▶ **WHAT THIS EXERCISE ASKS**
1. According to the passage on snake morphs, why is the Albino Ball Python considered such a magical morph? Answer in one to three sentences.
2. Answer these questions from the passage on snake morphs:
(a) What does "het" mean when it appears in a snake's sale description?
(b) What does the passage name as the downfall of buying a snake online?
(c) What colors is the Albino Ball Python, and what color are its eyes?
3. Carry on the passage on snake morphs from its final sentence.

*** EXTRACTED TEXT Section Begins ***

There is also the options of going to snake expos where morphs are commonplace and celebrated! Snake expos travel around the country and exhibit many snakes from many different breeders.

You’re bound to find the one you’re looking for there. It is also nice that snake expos will usually give you a sneak peek of what kinds of snakes and reptiles to expect when you go to their website.

Expos are a good way to find an exciting new breed, but if you’re just looking to get your snake quick and easy the online route is probably the best. Some online breeders have pictures, breed descriptions, and care instructions right on their websites.

Online snake shopping is also good for those who don’t have a breeder nearby. The downfall of buying online is the extra shipping and handling charges to get your snake to you safely. Always research thoroughly before making your choice.

You can even find snake morphs in the wild, but they are not nearly as commonplace as when they’re bred in captivity. (And you generally cannot take them home with you.) Morphs can happen naturally when genetics are just right.

They have always been a wonder when people come across them in the wild, and that has transferred over to the selective breeding of snake now to produce those wonderful results.

Note: When you see “het” in the sale description of a snake, that means the snake is “Heterozygous”. This scientific term refers to that snake being “wild-type” but carrying a recessive gene that could produce a morph if bred right.

Types of Ball Python Morphs

-Some of the most common morphs seen in snake breeds happen in Ball Pythons. One of the most coveted combinations that I have seen while researching is the Albino Ball Python.

-The reason this morph is so magical is that typical ball pythons have a combination of dark and light shades of color flowing across their scales. Browns, blacks, and tans are common and, sometimes, seen as boring.

-The Albino Ball Python brought light to the regular old color wheel. This morph is white and yellow with red eyes. These are very popular among snake consumers.

*** EXTRACTED TEXT Section Ends ***
*** INPUT DATA Section Begins ***

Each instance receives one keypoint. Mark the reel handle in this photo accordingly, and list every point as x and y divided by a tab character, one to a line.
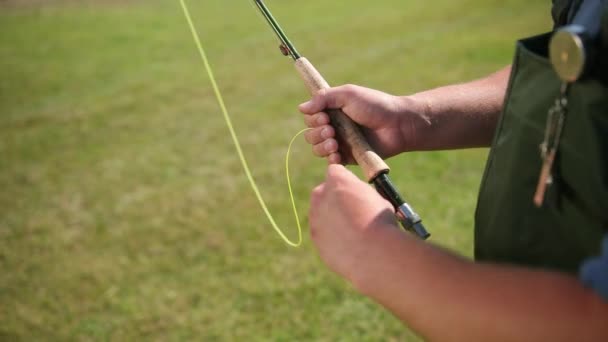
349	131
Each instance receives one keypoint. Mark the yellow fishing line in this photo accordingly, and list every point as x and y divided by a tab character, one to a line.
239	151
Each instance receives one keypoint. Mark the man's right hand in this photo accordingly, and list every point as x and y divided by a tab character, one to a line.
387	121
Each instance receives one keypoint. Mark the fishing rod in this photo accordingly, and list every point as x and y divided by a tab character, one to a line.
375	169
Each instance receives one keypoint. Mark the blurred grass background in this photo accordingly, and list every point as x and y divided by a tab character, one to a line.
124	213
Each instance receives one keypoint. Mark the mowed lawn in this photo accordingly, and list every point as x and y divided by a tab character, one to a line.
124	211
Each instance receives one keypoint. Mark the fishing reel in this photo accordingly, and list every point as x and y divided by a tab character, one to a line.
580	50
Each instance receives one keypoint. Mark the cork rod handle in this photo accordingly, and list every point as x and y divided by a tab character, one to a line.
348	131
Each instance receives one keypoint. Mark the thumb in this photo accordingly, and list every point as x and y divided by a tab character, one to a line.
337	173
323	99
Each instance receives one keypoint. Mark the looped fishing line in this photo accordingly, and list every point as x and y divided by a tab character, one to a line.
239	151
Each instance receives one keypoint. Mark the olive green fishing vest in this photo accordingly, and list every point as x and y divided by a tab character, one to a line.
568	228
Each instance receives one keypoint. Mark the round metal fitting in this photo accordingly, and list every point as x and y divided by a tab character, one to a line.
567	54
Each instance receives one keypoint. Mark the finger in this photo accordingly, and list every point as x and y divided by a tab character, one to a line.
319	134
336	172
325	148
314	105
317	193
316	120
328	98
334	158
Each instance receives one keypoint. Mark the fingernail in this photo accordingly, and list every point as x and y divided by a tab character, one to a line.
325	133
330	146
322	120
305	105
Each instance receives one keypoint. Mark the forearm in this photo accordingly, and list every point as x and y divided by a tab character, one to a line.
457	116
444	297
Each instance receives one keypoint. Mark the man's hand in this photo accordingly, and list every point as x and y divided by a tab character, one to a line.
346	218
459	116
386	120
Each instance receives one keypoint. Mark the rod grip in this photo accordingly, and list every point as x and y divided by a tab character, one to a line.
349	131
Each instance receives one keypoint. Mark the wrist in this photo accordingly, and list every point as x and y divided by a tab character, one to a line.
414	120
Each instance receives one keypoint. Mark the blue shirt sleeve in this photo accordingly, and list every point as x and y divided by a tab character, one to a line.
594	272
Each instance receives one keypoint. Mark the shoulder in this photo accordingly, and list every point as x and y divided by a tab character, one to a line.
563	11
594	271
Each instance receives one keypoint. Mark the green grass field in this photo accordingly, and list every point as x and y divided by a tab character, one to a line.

*** INPUT DATA Section Ends ***
*** INPUT DATA Section Begins ***

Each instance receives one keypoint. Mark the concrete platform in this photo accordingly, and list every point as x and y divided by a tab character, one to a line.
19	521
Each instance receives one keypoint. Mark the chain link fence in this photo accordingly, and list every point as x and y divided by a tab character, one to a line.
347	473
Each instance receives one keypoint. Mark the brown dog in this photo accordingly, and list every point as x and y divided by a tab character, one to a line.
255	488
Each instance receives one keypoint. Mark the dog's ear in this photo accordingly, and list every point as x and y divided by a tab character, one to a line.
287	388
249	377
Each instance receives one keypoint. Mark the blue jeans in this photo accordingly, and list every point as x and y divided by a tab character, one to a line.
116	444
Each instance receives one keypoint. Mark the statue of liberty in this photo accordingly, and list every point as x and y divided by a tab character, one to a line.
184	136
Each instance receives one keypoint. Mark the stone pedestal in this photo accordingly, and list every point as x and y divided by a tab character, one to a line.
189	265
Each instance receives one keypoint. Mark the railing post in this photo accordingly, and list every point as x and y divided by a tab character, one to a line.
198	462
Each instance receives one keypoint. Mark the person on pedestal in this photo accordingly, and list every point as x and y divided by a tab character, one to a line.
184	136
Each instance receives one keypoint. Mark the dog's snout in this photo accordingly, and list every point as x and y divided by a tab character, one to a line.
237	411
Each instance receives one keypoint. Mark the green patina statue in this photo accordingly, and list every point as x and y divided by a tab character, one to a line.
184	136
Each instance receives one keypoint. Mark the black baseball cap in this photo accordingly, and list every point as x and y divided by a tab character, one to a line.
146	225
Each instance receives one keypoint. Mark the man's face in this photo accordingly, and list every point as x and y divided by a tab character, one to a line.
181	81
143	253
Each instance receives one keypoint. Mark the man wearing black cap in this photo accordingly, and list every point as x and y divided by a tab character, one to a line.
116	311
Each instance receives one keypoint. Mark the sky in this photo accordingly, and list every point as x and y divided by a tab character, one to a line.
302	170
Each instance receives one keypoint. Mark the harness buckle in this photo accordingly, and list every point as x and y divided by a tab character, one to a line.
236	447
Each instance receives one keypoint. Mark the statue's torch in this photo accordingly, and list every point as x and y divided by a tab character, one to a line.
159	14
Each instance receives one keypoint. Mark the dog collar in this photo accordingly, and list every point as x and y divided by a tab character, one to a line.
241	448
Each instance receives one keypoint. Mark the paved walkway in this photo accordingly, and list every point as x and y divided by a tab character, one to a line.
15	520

*** INPUT DATA Section Ends ***

▶ **RESULTS**
1. Typical ball pythons show a mix of dark and light shades across their scales, and their browns, blacks, and tans are common and sometimes seen as boring. The Albino Ball Python stands out against this because it is white and yellow with red eyes.

2.
(a) It means the snake is "Heterozygous": it is "wild-type" but carries a recessive gene that could produce a morph if bred right.
(b) The extra shipping and handling charges needed to get the snake to you safely.
(c) It is white and yellow, with red eyes.

3.
Other types of Ball Python Morphs Include:

– Desert Ghost Lemon Pastel 

– Bumble Bee Ball Python

– Champagne Ball Python

– Albino

– Pie Bald

– Pinstrip

– Spider Ball Python

– etc. 

-The expansive amount of combinations you can create with a Ball Python makes them a huge target for breeders. You can create real art with these diverse and beautiful creatures.

Types of Corn Snake Morphs

This post is mainly going to focus of Ball Python morphs and the effects that breeding specifically has on them, but I think it’s important to note that Ball Pythons are not the only market for snake morphs. Another popular breed is Corn Snake morphs

Corn Snakes are very popular among the casual snake owner and make great beginner snakes. They are bred and bought frequently enough that a great demand for morphs has surfaced.

Some popular corn snake morphs include:

– Albino Corn Snakes

– Okeetee Corn Snakes

– Snow Corn Snakes

– Black Corn Snakes 

– Lavendar Corn Snakes

Color is a huge part of the corn snake market because their morphs are so versatile and beautiful. As you have probably noticed, Albino snakes are very popular.

This is because they lack certain pigments in their skin that allows them to give off color. The white properties of Albino snakes with their red eyes fascinates and compels buyers to them.

There are other snake breeds that have been bred for their morphs, but none are as commonly found as the Corn Snake and the Ball Python.

Related Questions

How many kinds of ball pythons are there?

I have found that there have been over 1,000 known types of Ball Python. This great amount is due to the sheer number of morphs that have been created throughout the years. Just one simple difference in parentage can give a ball python a whole new category.

Can a ball python hurt you?

The Ball Python is capable of inflicting injury on its owner. If proper precautions are taken and care instructions followed, then there shouldn’t be too much worry about your Ball Python hurting you. Always be aware of the possibility and handle with care.

What is “wild-type” snake breed?

The term “wild-type” is used when referring to a snake that looks like what a typical snake of that breed is expected to look like if found in the wild. The antonym of “wild-type” is “morph” which refers to a genetic mutation.